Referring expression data
== == ==
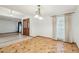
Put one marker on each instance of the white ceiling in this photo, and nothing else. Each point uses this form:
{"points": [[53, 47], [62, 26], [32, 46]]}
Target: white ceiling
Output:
{"points": [[46, 10]]}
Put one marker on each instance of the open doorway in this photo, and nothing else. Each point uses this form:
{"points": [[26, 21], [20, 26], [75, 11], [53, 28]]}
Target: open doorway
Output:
{"points": [[19, 27]]}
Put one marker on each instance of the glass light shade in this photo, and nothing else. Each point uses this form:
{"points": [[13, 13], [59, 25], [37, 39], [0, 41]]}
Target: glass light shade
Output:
{"points": [[36, 16], [40, 18]]}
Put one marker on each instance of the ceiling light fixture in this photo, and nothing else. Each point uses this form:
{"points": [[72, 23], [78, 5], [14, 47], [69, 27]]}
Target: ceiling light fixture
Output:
{"points": [[38, 13]]}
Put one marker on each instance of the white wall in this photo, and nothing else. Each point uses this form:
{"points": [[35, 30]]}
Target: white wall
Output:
== == ==
• EXERCISE REQUIREMENTS: Output the data exactly. Pictures don't belong in the result.

• ANSWER TO THIS PROBLEM:
Put one marker on each instance of the white ceiling in this photo, and nothing else. Each point uses this form:
{"points": [[53, 47], [62, 26], [32, 46]]}
Target: white ceiling
Output:
{"points": [[46, 10]]}
Put one marker on each instance of the open doorway in this photo, and nothing else. Each point uses this form:
{"points": [[26, 21], [20, 26], [75, 11], [53, 28]]}
Target: open doorway
Output:
{"points": [[19, 27]]}
Put one marker on each instance of the glass light shade in this photo, and nothing else. Each point uses this form:
{"points": [[13, 13], [59, 25], [37, 39], [0, 41]]}
Target: glass light shade
Output:
{"points": [[36, 16], [40, 18]]}
Put one marker on each instance of the ceiling light fixture in this photo, and nothing else. Each point uses this form:
{"points": [[72, 23], [78, 5], [14, 47], [69, 27]]}
Target: ceiling light fixture
Output:
{"points": [[38, 13]]}
Put one marker on each instance of the white wall in this photo, and nothing else. Each point uses this form:
{"points": [[35, 30]]}
Target: white wall
Output:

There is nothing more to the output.